● WRITTEN EXERCISE
Reproduce the data below word for word, leaving out the pictures.

[Extracted data entries]
□ □ □ □ □ □ □

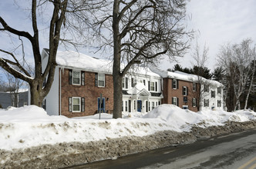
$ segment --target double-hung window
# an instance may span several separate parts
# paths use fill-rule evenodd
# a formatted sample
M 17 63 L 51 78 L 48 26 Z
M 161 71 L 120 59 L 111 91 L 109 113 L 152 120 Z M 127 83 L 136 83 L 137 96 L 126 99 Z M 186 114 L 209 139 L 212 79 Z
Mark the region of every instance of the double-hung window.
M 197 84 L 193 83 L 193 91 L 197 91 Z
M 192 106 L 197 107 L 197 99 L 196 98 L 192 98 Z
M 69 97 L 69 112 L 85 111 L 85 98 Z
M 173 79 L 173 89 L 177 89 L 177 79 Z
M 150 81 L 150 91 L 155 91 L 155 83 Z
M 72 112 L 80 112 L 81 111 L 81 98 L 72 98 Z
M 81 72 L 79 71 L 72 71 L 72 84 L 80 84 Z
M 209 99 L 204 99 L 204 107 L 209 107 Z
M 128 88 L 128 78 L 123 78 L 123 89 Z
M 187 96 L 187 88 L 186 86 L 184 86 L 182 88 L 182 94 L 184 96 Z
M 176 97 L 173 98 L 173 99 L 172 99 L 172 104 L 173 105 L 178 105 L 178 104 L 177 104 L 177 98 Z
M 105 87 L 105 74 L 98 74 L 98 86 Z
M 151 102 L 151 106 L 152 106 L 152 109 L 151 110 L 154 109 L 155 108 L 155 102 L 152 101 Z
M 204 92 L 209 92 L 209 85 L 204 84 Z

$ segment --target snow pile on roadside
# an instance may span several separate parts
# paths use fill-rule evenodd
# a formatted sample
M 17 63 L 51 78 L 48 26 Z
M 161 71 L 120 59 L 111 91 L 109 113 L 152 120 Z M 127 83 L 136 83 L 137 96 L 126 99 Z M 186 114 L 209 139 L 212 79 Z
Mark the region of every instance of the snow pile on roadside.
M 163 104 L 144 114 L 123 114 L 123 119 L 112 119 L 111 114 L 68 118 L 49 116 L 36 106 L 0 110 L 0 149 L 11 150 L 62 142 L 89 142 L 124 136 L 145 136 L 170 130 L 189 131 L 192 126 L 223 125 L 227 121 L 255 120 L 254 111 L 234 113 L 208 111 L 195 113 Z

□ □ □ □ □ □ □

● COMPLETED TASK
$ segment --target double-hung window
# an instance may span several separate parts
# paths use fill-rule evenodd
# a formatted sample
M 17 63 L 51 78 L 48 26 Z
M 161 71 L 120 59 L 111 91 L 109 113 L 152 120 Z M 127 83 L 136 83 L 137 96 L 126 99 Z M 186 114 L 209 139 L 212 79 Z
Mark the region of every instance of the double-hung window.
M 197 84 L 193 83 L 193 91 L 197 91 Z
M 192 106 L 197 107 L 197 99 L 196 98 L 192 98 Z
M 69 97 L 69 112 L 85 111 L 85 98 Z
M 173 79 L 173 89 L 177 89 L 177 79 Z
M 150 81 L 150 91 L 155 91 L 155 83 Z
M 72 112 L 80 112 L 81 111 L 81 98 L 72 98 Z
M 81 72 L 79 71 L 72 71 L 72 84 L 80 84 Z
M 209 99 L 204 99 L 204 107 L 209 107 Z
M 128 88 L 128 78 L 123 78 L 123 89 Z
M 187 96 L 187 88 L 186 86 L 184 86 L 182 88 L 182 94 L 184 96 Z
M 176 97 L 173 98 L 173 99 L 172 99 L 172 104 L 173 105 L 178 105 L 178 104 L 177 104 L 177 98 Z
M 105 87 L 105 74 L 98 74 L 98 86 Z
M 151 102 L 151 106 L 152 106 L 152 109 L 151 110 L 154 109 L 155 108 L 155 102 L 152 101 Z
M 204 92 L 209 92 L 209 85 L 204 84 Z

$ segment --target snow pile on roadside
# an instance may span several separate parts
# paths use fill-rule evenodd
# a formatted sample
M 17 63 L 51 78 L 48 26 Z
M 161 71 L 120 59 L 111 91 L 109 113 L 152 120 Z M 127 83 L 136 83 L 137 96 L 126 99 Z M 186 114 L 209 139 L 212 79 Z
Mark the region of every instance of the snow pile on roadside.
M 163 104 L 144 114 L 123 114 L 123 119 L 112 119 L 111 114 L 68 118 L 49 116 L 36 106 L 0 110 L 0 149 L 11 150 L 62 142 L 89 142 L 124 136 L 145 136 L 170 130 L 189 131 L 192 126 L 223 125 L 227 121 L 255 120 L 254 111 L 234 113 L 208 111 L 195 113 Z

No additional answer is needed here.